Marc SANCHEZ : Absolument. Une des parties de l'exposition confronte deux projets d'artiste : celui de Sergio Vega et celui d'Allora et Calzadilla. Le projet de Sergio Vega traite du paradis. Et il est parti à la recherche du paradis à partir d'un livre du XVIIe siècle qui le situait au Brésil, dans la région de Mato Grosso. Et donc il travaille depuis cette période, depuis plusieurs années, sur cette région-là puisque pour lui, il est allé sur les lieux qui étaient définis comme étant le paradis ; puisque, jusqu'à il y a encore un siècle, on parlait du paradis au présent. On disait : "Le paradis est là. Le paradis se trouve là". Maintenant, on dit : "Le paradis se trouvait...", on en parle au passé. Mais il y a encore très peu de temps, on avait vraiment l'impression que quelque part sur terre, il y avait un lieu qui était censé être le paradis terrestre.
Emmanuel KHERAD : Mais on a toujours cette impression-là quand on pense à certaines îles.
Marc SANCHEZ : Oui, maintenant on regarde plutôt vers les nuages et puis, c'est un paradis...
Emmanuel KHERAD : Oui, c'est un autre paradis qui est là, hein, pour le coup !
Marc SANCHEZ : ... je dirais, qui se rapproche des images du Club Méditerranée ou des images...
Emmanuel KHERAD : Oui.
Marc SANCHEZ : ... un peu comme ça, de ce qui est censé être une situation idéale, "paradisiaque".
Emmanuel KHERAD : Alors, vous n'avez pas répondu à ma question Marc Sanchez.
Marc SANCHEZ : Oui, voilà ! Et ce projet-là...
Emmanuel KHERAD : Est-ce que c'est un raccourci intellectuel de dire que les tropiques, ce sont des paradis terrestres ?
Marc Sanchez : Bien sûr, c'est un raccourci intellectuel et c'est même faux. C'est une caricature. La preuve : la deuxième partie de ce que je voulais vous dire, c'était cette exposition d'Allora et Calzadilla qui parle d'une île paradisiaque, l'île de Vieques, qui est au large de Porto Rico et qui a été prise pendant quarante ans par les Américains comme un centre d'essai pour les tirs de bombardement et les bombardements alors que l'île est habitée hein, et par des cultivateurs de bananes, notamment. Et maintenant qu'ils ont réussi à mettre dehors les Américains, depuis quelques années, ils l'ont transformée en paradis. Et les touristes qui vont là-bas, qui voient cette île magnifique, eh bien, ne se rendent pas compte que ce paysage, ces paysages qu'ils admirent, eh bien, en fait sont dus à des bombardements incessants depuis plus de quarante années. Donc en fait, l'idée du paradis, elle peut parfois aussi reposer sur le chaos ou sur des situations qui sont beaucoup plus extrêmes que celles auxquelles on pourrait s'attendre.

* _Entrées extraites_:
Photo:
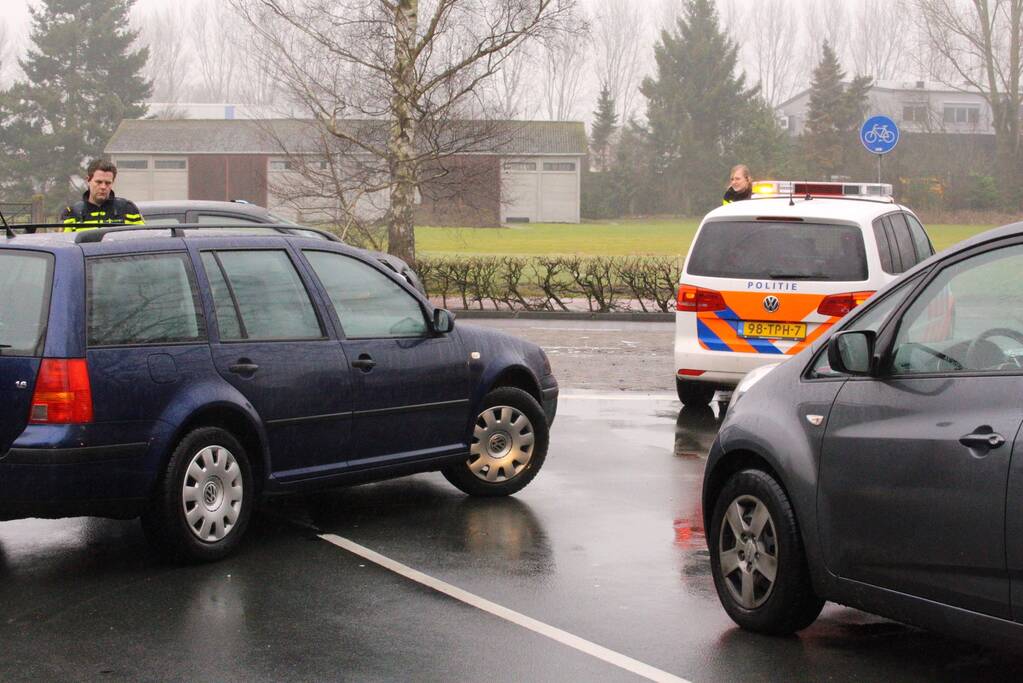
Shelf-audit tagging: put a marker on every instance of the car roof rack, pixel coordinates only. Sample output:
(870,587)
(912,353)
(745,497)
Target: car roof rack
---
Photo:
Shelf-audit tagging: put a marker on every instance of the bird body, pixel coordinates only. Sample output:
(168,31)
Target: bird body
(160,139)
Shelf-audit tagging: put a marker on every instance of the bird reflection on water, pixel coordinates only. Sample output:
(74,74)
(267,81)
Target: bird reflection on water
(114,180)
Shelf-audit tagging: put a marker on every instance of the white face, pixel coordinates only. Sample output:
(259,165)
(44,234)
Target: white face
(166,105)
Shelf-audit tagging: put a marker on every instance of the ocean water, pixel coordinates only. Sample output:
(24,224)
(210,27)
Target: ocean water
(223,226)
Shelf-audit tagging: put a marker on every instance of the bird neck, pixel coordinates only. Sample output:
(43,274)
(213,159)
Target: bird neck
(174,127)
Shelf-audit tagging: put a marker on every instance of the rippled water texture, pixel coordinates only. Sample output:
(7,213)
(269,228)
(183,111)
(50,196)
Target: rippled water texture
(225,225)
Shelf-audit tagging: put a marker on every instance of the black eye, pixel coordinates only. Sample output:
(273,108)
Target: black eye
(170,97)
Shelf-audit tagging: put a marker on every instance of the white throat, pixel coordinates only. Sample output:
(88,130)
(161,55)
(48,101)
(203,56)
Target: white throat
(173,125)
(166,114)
---
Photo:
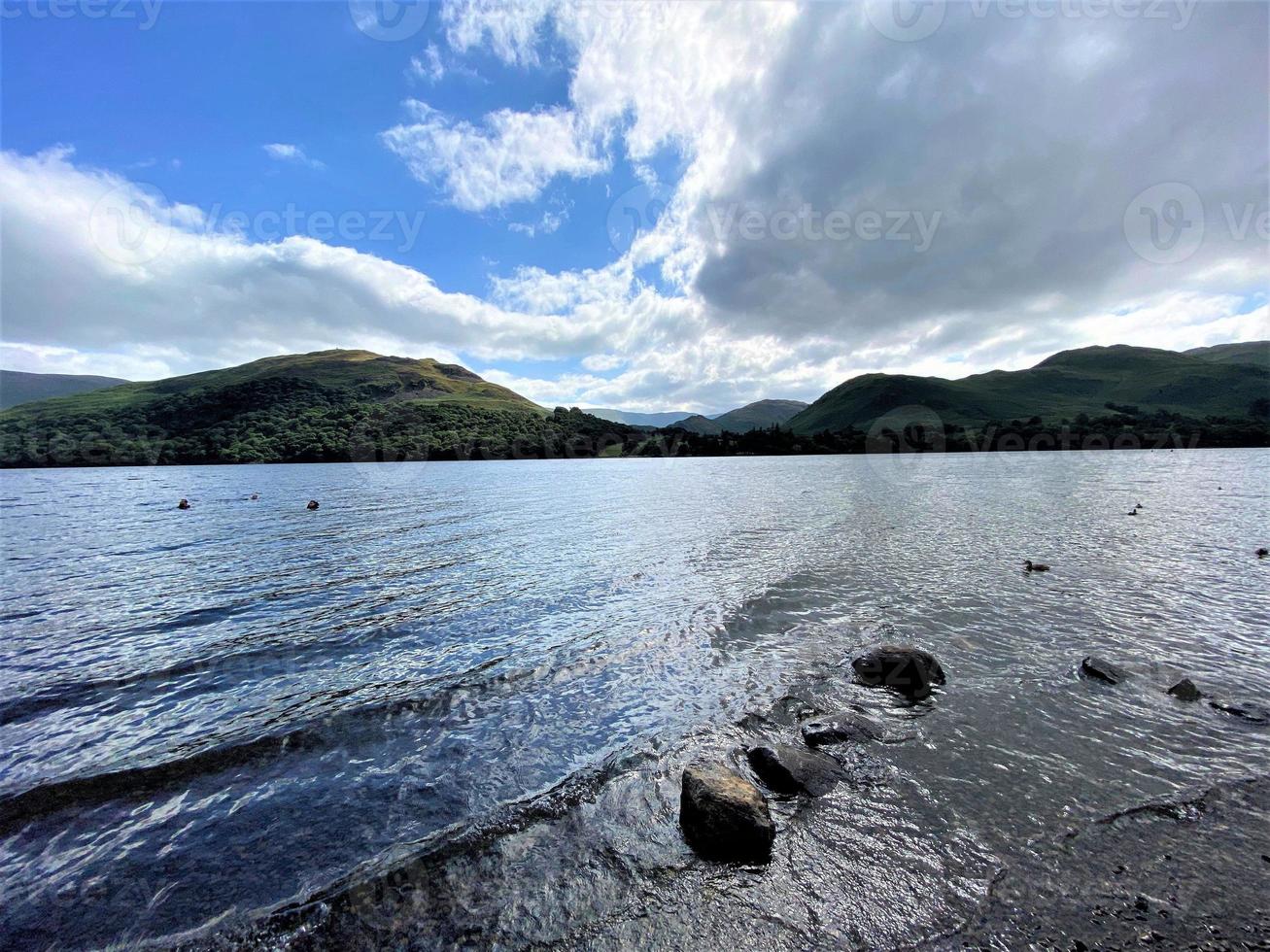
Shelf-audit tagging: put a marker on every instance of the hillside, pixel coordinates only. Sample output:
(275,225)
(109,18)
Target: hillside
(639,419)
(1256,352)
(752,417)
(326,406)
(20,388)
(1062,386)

* _Tâche courte A_: Relevez dans l'extrait cité tous les noms propres de lieux géographiques, pays, régions ou îles.
* _Tâche courte B_: D'après l'extrait cité, pendant combien de temps l'île de Vieques a-t-elle servi aux Américains de centre d'essai pour les bombardements ? Merci de répondre en une phrase.

* _Solution complète A_:
- Brésil
- Mato Grosso
- Vieques
- Porto Rico

* _Solution complète B_: L'île de Vieques a servi aux Américains de centre d'essai pour les bombardements pendant quarante ans.